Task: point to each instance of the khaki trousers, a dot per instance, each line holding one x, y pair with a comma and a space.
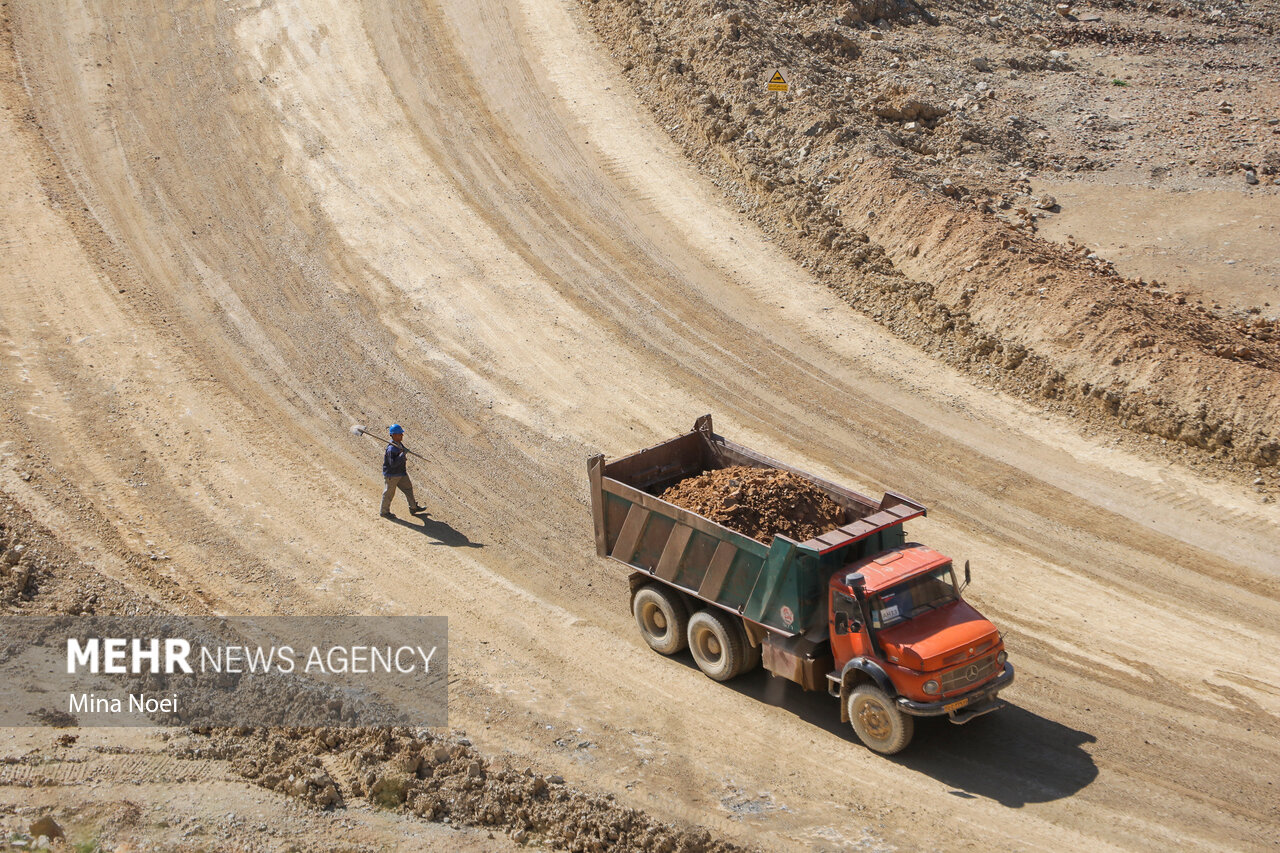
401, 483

* * *

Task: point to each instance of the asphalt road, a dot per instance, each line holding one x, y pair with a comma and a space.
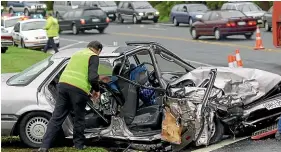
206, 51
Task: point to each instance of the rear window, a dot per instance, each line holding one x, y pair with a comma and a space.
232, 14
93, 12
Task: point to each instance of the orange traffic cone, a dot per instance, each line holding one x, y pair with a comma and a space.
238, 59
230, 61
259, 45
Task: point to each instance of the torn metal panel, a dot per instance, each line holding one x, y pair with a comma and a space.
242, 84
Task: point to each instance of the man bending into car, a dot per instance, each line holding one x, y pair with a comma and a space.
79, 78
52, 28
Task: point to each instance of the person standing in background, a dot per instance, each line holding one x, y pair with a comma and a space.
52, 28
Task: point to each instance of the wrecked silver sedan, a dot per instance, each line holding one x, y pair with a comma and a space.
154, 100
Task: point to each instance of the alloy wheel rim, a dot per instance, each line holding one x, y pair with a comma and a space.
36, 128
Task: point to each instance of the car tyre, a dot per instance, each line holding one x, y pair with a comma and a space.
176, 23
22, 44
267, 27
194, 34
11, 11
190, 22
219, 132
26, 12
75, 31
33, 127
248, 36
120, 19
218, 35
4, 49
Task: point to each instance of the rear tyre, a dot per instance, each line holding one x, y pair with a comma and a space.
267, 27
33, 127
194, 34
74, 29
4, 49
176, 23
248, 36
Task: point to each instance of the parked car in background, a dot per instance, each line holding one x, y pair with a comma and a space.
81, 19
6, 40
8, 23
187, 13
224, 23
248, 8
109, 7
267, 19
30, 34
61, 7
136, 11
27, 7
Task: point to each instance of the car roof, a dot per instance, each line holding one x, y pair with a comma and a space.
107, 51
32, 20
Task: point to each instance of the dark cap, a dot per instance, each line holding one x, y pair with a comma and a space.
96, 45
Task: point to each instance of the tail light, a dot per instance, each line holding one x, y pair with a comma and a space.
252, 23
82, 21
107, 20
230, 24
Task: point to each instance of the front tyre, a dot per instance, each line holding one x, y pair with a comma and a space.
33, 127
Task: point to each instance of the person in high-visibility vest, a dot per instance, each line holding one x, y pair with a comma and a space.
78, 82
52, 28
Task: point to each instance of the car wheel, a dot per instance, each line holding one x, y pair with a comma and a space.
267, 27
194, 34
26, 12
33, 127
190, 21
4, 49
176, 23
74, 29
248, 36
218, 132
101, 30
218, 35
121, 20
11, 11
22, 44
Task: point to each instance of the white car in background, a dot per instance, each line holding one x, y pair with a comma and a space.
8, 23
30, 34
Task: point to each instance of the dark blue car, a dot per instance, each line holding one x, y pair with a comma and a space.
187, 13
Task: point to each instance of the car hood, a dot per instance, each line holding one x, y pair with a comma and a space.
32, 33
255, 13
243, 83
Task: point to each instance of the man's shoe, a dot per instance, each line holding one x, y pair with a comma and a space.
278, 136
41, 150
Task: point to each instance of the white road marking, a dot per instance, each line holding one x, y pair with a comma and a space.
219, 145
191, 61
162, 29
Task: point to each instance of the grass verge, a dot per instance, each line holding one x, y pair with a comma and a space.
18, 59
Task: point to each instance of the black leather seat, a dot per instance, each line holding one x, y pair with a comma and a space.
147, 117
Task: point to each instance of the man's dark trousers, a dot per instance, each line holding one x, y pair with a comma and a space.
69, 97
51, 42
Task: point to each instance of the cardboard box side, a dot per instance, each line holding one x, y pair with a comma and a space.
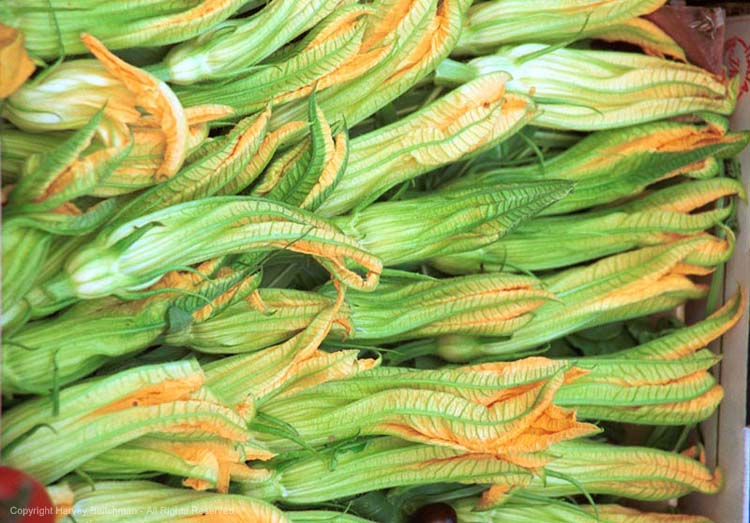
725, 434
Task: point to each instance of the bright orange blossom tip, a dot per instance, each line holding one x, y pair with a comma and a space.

## Work item
Only one stretch of the listing above is to be duplicated: the lines from the one containing "Task: point to each instance of the car hood, a" through the one containing "Task: point to each instance of the bright", both included. Copy them exactly, minus the pictures.

## Problem solution
Task: point to each instance of the car hood, a dot per instance, each line holding one x, y pair with a comma and a space.
32, 33
255, 13
243, 83
Task: point to each instance of the man's shoe, a dot per instance, each line holding one x, y pair with a comma and a space.
278, 136
41, 150
Task: point to each instance of the white road marking, a dot per instance, each line holding one x, y pair with a comma and a space.
219, 145
191, 61
162, 29
Task: point to each instance of the grass verge, a dot per instance, each line holding one x, y pair with a comma and a space.
18, 59
Task: point to each instance of the black leather seat, a dot per instance, each line holding one x, y pair with a comma and a space.
147, 117
Task: point to each instance of the man's dark trousers, a dot per instance, each line holding one x, y pair with a comma and a space.
69, 97
51, 42
Task: point to each instance of the cardboard box side, a dot per instance, each line holding one x, y pair with a comma and a space.
725, 434
Task: point to each instance of the bright orange blossom tip, a dot per instance, each line holding one x, y pair with a comma and a space.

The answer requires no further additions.